◆ **选段摘录**:
线性集成消除水印：论大型语言模型中分布扰动的脆弱性

摘要

水印技术通过在AI生成文本中嵌入统计特征，实现检测与溯源。我们揭示了一个根本性漏洞：当用户同时访问多个模型（这是当下的常态），水印便轻易失效。水印使输出分布偏离原始分布，而在竞争性市场中，这些偏离通常在不同提供商之间相互独立。我们从理论上证明，对输出概率分布取均值可以恢复无水印分布，误差仅为二阶项。实验表明，仅需对3-5个模型取均值即可消除这些扰动。我们提出WASH（水印衰减统计混合法），解决了异构模型集成生成中的实际挑战：词汇对齐差异和分词差异。实验覆盖六种水印方案和三种大语言模型，结果显示，对3个模型取均值可将检测z值从5-300降至2以下（低于检测阈值4），在5%假正率下将真正率降至50%以下，同时质量提升27.5%，在长序列生成任务中运行速度比最优基线快6倍。我们的结果表明，通过水印实现可靠的AI文本检测，要么接受这一根本性漏洞，要么需要模型提供商之间进行前所未有的协同合作。

(数据集中的记录)
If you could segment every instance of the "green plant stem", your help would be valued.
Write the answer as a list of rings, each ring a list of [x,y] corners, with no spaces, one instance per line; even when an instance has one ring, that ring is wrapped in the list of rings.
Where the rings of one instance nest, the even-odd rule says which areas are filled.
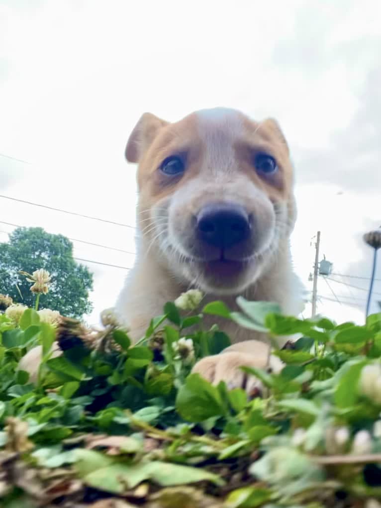
[[[36,305],[35,305],[35,310],[38,310],[39,309],[39,303],[40,303],[40,293],[37,293],[37,296],[36,297]]]
[[[218,441],[215,441],[214,439],[210,439],[206,436],[196,436],[194,434],[191,434],[187,436],[171,436],[165,430],[156,429],[155,427],[152,427],[152,425],[150,425],[148,423],[146,423],[145,422],[143,422],[142,420],[135,418],[131,411],[128,410],[126,410],[125,412],[127,414],[129,418],[131,419],[131,421],[135,425],[160,439],[164,439],[166,441],[175,441],[178,439],[188,437],[189,437],[189,441],[195,441],[197,442],[203,443],[204,444],[208,444],[209,446],[214,447],[218,450],[222,450],[226,447],[223,443],[221,443]]]

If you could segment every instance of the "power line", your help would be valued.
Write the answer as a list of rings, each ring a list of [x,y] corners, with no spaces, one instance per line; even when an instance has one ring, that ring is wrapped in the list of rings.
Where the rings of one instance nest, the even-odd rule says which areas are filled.
[[[112,266],[114,268],[121,268],[122,270],[131,270],[131,269],[128,266],[119,266],[118,265],[111,265],[108,263],[101,263],[100,261],[93,261],[91,259],[82,259],[81,258],[73,258],[73,259],[76,260],[77,261],[84,261],[86,263],[93,263],[96,265],[104,265],[105,266]]]
[[[348,277],[351,279],[362,279],[364,280],[370,280],[370,277],[360,277],[360,275],[348,275],[345,273],[335,273],[331,272],[331,275],[338,275],[339,277]],[[381,279],[374,279],[375,280],[381,281]]]
[[[18,159],[16,157],[11,157],[10,155],[6,155],[5,153],[0,153],[0,157],[4,157],[5,158],[11,159],[12,161],[17,161],[17,162],[22,162],[24,164],[30,165],[30,163],[26,161],[23,161],[22,159]]]
[[[0,221],[2,222],[2,221]],[[4,233],[6,235],[9,235],[9,233],[7,231],[0,231],[0,233]],[[103,265],[104,266],[112,266],[114,268],[120,268],[122,270],[131,270],[131,268],[128,266],[120,266],[119,265],[113,265],[109,263],[102,263],[101,261],[94,261],[92,259],[83,259],[82,258],[75,258],[73,257],[73,259],[76,260],[77,261],[83,261],[85,263],[93,263],[96,265]]]
[[[359,286],[354,286],[352,284],[347,284],[346,282],[342,282],[341,280],[336,280],[336,279],[331,278],[330,277],[325,277],[325,279],[328,279],[329,280],[332,280],[334,282],[337,282],[338,284],[343,284],[344,285],[349,286],[350,288],[354,288],[355,289],[360,290],[360,291],[367,291],[367,289],[365,289],[364,288],[360,288]],[[381,293],[373,293],[373,295],[378,295],[379,296],[381,296]]]
[[[330,283],[328,282],[328,281],[327,280],[327,279],[325,277],[323,277],[323,278],[324,279],[324,280],[325,280],[326,282],[327,283],[327,285],[328,286],[328,287],[329,288],[330,290],[331,290],[331,292],[332,293],[332,294],[335,297],[335,298],[337,300],[337,301],[339,302],[339,303],[340,304],[340,305],[342,305],[342,303],[341,303],[341,302],[340,301],[340,300],[339,300],[339,299],[336,296],[336,293],[333,291],[333,290],[332,289],[332,288],[331,287],[331,285],[330,285]]]
[[[4,220],[0,220],[0,223],[2,224],[6,224],[7,226],[12,226],[15,228],[25,228],[26,226],[19,226],[18,224],[13,224],[12,223],[7,223],[5,222]],[[3,231],[3,233],[6,232]],[[9,234],[9,233],[8,233]],[[117,249],[116,247],[109,247],[108,245],[103,245],[100,243],[93,243],[92,242],[87,242],[84,240],[79,240],[78,238],[71,238],[70,237],[67,237],[69,240],[71,240],[73,242],[80,242],[81,243],[86,243],[88,245],[94,245],[96,247],[102,247],[104,249],[110,249],[111,250],[116,250],[118,252],[125,252],[126,254],[135,254],[135,252],[131,252],[131,250],[124,250],[123,249]]]
[[[31,201],[26,201],[23,199],[18,199],[16,198],[11,198],[9,196],[4,196],[0,194],[0,198],[4,198],[5,199],[10,199],[12,201],[18,201],[19,203],[25,203],[27,205],[32,205],[33,206],[39,206],[42,208],[47,208],[48,210],[54,210],[56,212],[61,212],[62,213],[68,213],[71,215],[76,215],[77,217],[84,217],[86,219],[91,219],[93,220],[99,220],[100,222],[107,223],[108,224],[113,224],[114,226],[123,226],[123,228],[130,228],[131,229],[135,229],[135,227],[130,226],[129,224],[123,224],[122,223],[114,222],[113,220],[107,220],[106,219],[102,219],[99,217],[92,217],[91,215],[85,215],[83,213],[77,213],[76,212],[71,212],[68,210],[62,210],[61,208],[54,208],[52,206],[47,206],[46,205],[41,205],[38,203],[32,203]]]
[[[328,296],[319,296],[319,298],[323,298],[324,300],[329,300],[330,302],[335,302],[336,303],[337,303],[337,301],[336,300],[334,300],[333,298],[330,298]],[[353,303],[352,302],[344,302],[344,303],[346,305],[348,305],[350,307],[356,307],[356,308],[358,309],[362,308],[360,305],[357,305],[356,303]]]

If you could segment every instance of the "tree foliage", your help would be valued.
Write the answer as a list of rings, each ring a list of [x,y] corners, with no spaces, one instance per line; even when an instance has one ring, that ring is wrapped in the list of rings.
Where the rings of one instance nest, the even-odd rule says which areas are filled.
[[[40,306],[58,310],[68,316],[80,317],[92,308],[89,291],[92,274],[73,258],[73,244],[62,235],[52,235],[42,228],[18,228],[8,243],[0,244],[0,293],[15,302],[33,306],[35,296],[30,283],[19,272],[31,273],[44,268],[52,276],[47,295]]]

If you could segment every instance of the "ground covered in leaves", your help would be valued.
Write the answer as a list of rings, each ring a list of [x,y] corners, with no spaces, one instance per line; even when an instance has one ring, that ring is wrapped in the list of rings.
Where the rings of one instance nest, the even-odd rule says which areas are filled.
[[[169,303],[134,346],[111,319],[96,337],[31,309],[0,314],[1,506],[381,505],[381,314],[337,325],[239,304],[184,316]],[[274,348],[279,373],[250,371],[262,398],[189,374],[230,343],[205,314],[300,334]],[[19,362],[37,344],[30,380]]]

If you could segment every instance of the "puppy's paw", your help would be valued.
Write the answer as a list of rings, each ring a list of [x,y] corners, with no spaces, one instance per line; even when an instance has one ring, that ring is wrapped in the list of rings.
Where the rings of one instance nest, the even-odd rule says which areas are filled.
[[[273,355],[268,364],[263,358],[255,355],[232,351],[203,358],[195,365],[192,373],[199,374],[213,385],[225,381],[229,390],[243,388],[250,397],[262,397],[264,392],[262,382],[240,367],[255,367],[279,372],[282,366],[279,358]]]

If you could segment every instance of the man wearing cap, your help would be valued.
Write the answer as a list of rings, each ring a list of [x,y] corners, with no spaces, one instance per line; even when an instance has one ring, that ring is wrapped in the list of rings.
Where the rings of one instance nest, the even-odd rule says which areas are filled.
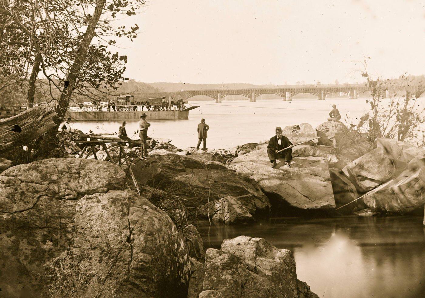
[[[69,122],[71,121],[71,117],[68,117],[66,118],[66,121],[64,121],[59,125],[59,131],[63,131],[68,129],[71,129],[71,125],[69,124]]]
[[[205,124],[205,120],[203,118],[201,119],[201,123],[198,125],[198,138],[199,140],[198,141],[198,145],[196,145],[196,149],[199,149],[199,145],[202,141],[203,146],[201,150],[207,150],[207,132],[209,129],[210,126]]]
[[[140,115],[140,121],[139,122],[139,136],[140,137],[140,155],[142,158],[147,157],[147,148],[146,138],[147,138],[147,128],[150,124],[146,121],[147,115],[144,113]]]
[[[332,105],[332,111],[329,113],[330,118],[328,118],[328,121],[338,121],[341,119],[340,111],[337,109],[335,105]]]
[[[288,138],[282,135],[281,128],[276,127],[275,131],[276,135],[270,138],[267,146],[267,154],[269,156],[270,162],[272,164],[272,167],[273,169],[276,167],[276,160],[279,158],[284,158],[285,164],[290,167],[293,145]],[[287,147],[289,148],[283,151],[278,152]]]
[[[133,144],[131,143],[131,139],[127,136],[127,133],[125,131],[125,121],[122,121],[122,125],[119,127],[118,129],[118,137],[122,140],[126,140],[128,142],[128,147],[130,149],[133,148]]]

◆ **练习 1**: 请把水印摘要中从“水印技术通过在AI生成文本中”起、到“之间进行前所未有的协同合作。”为止（含该处）的文字一字不差地抄录下来。
◆ **练习 2**: 按水印摘要的说法，对多少个模型取均值即可消除水印带来的扰动？
这些数据与摘要无关，取自别的来源。

◆ **练习答案 1**:
水印技术通过在AI生成文本中嵌入统计特征，实现检测与溯源。我们揭示了一个根本性漏洞：当用户同时访问多个模型（这是当下的常态），水印便轻易失效。水印使输出分布偏离原始分布，而在竞争性市场中，这些偏离通常在不同提供商之间相互独立。我们从理论上证明，对输出概率分布取均值可以恢复无水印分布，误差仅为二阶项。实验表明，仅需对3-5个模型取均值即可消除这些扰动。我们提出WASH（水印衰减统计混合法），解决了异构模型集成生成中的实际挑战：词汇对齐差异和分词差异。实验覆盖六种水印方案和三种大语言模型，结果显示，对3个模型取均值可将检测z值从5-300降至2以下（低于检测阈值4），在5%假正率下将真正率降至50%以下，同时质量提升27.5%，在长序列生成任务中运行速度比最优基线快6倍。我们的结果表明，通过水印实现可靠的AI文本检测，要么接受这一根本性漏洞，要么需要模型提供商之间进行前所未有的协同合作。

◆ **练习答案 2**: 仅需对3-5个模型取均值。